>> Start Material for this exercise

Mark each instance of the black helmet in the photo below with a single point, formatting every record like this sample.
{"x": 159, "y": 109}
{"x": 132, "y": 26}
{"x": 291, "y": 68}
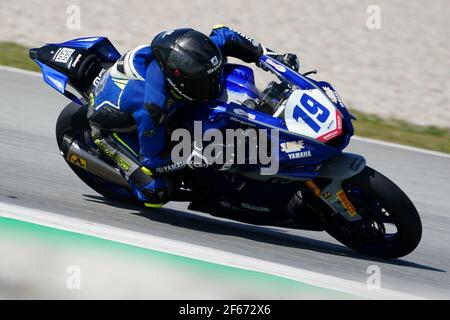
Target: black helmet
{"x": 191, "y": 62}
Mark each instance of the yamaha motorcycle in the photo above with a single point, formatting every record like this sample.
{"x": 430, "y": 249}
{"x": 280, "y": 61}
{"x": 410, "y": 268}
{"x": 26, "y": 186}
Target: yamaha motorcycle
{"x": 317, "y": 186}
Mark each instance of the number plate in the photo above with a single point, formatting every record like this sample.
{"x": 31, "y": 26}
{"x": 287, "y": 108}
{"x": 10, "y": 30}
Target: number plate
{"x": 311, "y": 113}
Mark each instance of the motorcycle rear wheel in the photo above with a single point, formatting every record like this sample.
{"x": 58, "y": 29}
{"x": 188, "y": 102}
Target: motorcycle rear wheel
{"x": 391, "y": 226}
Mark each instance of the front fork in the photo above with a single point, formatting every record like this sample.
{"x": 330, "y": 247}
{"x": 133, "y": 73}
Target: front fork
{"x": 338, "y": 169}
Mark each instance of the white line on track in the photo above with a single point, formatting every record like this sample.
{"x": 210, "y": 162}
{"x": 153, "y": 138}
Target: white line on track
{"x": 368, "y": 140}
{"x": 202, "y": 253}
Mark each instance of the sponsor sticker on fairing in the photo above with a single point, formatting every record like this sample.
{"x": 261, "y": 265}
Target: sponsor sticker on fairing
{"x": 295, "y": 149}
{"x": 64, "y": 55}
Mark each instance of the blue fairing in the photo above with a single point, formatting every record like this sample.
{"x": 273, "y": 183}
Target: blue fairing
{"x": 240, "y": 79}
{"x": 101, "y": 46}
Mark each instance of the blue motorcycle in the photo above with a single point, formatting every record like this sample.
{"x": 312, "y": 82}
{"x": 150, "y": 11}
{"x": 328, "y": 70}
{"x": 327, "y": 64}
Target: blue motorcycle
{"x": 316, "y": 187}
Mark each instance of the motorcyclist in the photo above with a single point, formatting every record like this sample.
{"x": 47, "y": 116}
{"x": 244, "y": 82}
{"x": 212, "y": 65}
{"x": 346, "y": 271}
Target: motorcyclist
{"x": 147, "y": 84}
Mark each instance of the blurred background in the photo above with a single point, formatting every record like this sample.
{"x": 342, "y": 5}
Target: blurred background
{"x": 385, "y": 57}
{"x": 388, "y": 59}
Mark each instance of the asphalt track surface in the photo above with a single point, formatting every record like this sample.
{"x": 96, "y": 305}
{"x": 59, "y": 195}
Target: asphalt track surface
{"x": 33, "y": 174}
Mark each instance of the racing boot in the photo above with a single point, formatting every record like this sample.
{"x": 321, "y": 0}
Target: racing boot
{"x": 152, "y": 190}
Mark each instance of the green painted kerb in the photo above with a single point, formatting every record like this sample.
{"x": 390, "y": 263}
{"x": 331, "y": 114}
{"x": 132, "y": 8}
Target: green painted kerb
{"x": 28, "y": 233}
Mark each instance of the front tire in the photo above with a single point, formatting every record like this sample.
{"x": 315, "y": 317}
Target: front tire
{"x": 383, "y": 206}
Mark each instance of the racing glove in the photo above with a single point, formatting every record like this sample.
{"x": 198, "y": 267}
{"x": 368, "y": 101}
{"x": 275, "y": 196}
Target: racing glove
{"x": 288, "y": 59}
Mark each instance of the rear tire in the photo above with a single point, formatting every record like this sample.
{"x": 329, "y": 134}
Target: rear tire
{"x": 377, "y": 198}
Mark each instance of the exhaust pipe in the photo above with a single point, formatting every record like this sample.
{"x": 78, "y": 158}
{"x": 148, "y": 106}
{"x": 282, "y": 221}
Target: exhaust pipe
{"x": 77, "y": 154}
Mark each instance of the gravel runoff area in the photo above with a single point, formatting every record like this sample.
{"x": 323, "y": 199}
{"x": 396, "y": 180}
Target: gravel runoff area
{"x": 398, "y": 71}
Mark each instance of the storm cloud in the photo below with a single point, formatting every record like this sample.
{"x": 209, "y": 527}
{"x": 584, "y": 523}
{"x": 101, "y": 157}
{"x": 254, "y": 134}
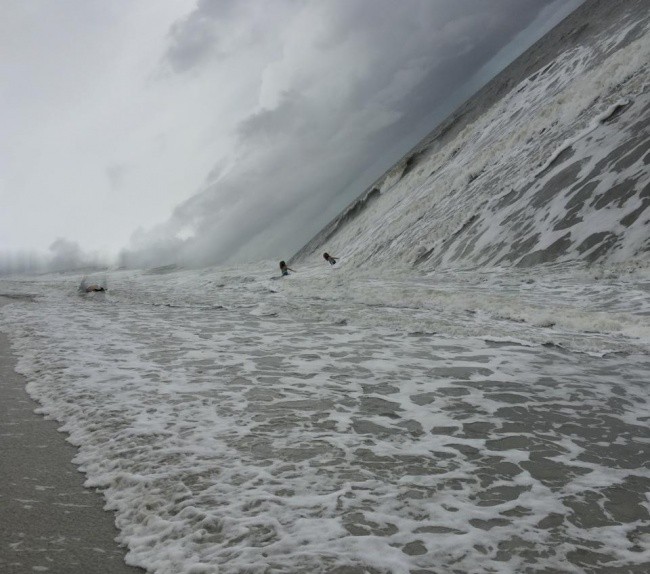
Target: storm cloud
{"x": 343, "y": 84}
{"x": 227, "y": 130}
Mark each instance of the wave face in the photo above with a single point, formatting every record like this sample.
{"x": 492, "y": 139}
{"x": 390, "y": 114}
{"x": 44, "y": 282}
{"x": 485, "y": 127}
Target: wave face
{"x": 547, "y": 163}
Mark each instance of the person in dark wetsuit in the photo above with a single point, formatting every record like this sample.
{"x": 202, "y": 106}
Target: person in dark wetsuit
{"x": 285, "y": 269}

>> End Material for this exercise

Work to be completed:
Retype exactly the lines from the one containing "Mark each instance of the wave" through the last line of the records above, including both.

Task result:
Mark each instance of the wave face in the photo above with a single point, formatting every record like this sample.
{"x": 492, "y": 139}
{"x": 390, "y": 114}
{"x": 44, "y": 282}
{"x": 485, "y": 127}
Target: wave face
{"x": 547, "y": 163}
Mark each instance of the person in dark wetsuit in the photo above with a single point, formatting every record like this sample.
{"x": 202, "y": 106}
Target: person in dark wetsuit
{"x": 285, "y": 269}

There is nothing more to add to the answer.